BEGIN

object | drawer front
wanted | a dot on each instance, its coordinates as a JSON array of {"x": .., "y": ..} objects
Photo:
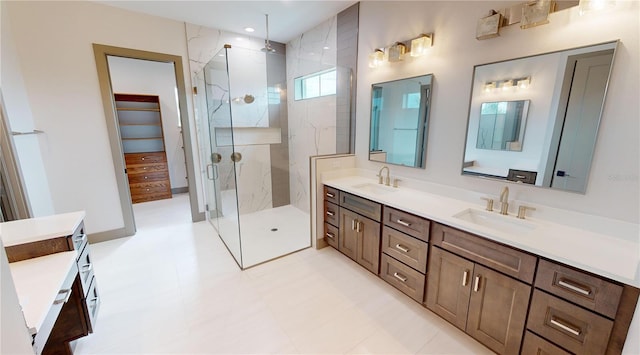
[
  {"x": 148, "y": 177},
  {"x": 331, "y": 213},
  {"x": 146, "y": 168},
  {"x": 93, "y": 305},
  {"x": 588, "y": 291},
  {"x": 407, "y": 223},
  {"x": 571, "y": 327},
  {"x": 332, "y": 195},
  {"x": 502, "y": 258},
  {"x": 409, "y": 250},
  {"x": 361, "y": 206},
  {"x": 331, "y": 235},
  {"x": 534, "y": 345},
  {"x": 145, "y": 158},
  {"x": 402, "y": 277},
  {"x": 85, "y": 270}
]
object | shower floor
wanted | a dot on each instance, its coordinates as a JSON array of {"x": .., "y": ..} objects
[{"x": 267, "y": 234}]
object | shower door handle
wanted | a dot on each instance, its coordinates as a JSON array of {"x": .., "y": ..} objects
[{"x": 212, "y": 171}]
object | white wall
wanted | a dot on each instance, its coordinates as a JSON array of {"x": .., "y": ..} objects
[
  {"x": 134, "y": 76},
  {"x": 53, "y": 42},
  {"x": 29, "y": 148},
  {"x": 613, "y": 190}
]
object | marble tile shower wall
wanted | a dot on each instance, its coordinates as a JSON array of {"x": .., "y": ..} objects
[
  {"x": 312, "y": 123},
  {"x": 248, "y": 76}
]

END

WORK REQUIRED - Pull out all lines from the entries above in which the word "wall" appears.

EXERCISE RESULT -
object | white wall
object | marble tile shower wall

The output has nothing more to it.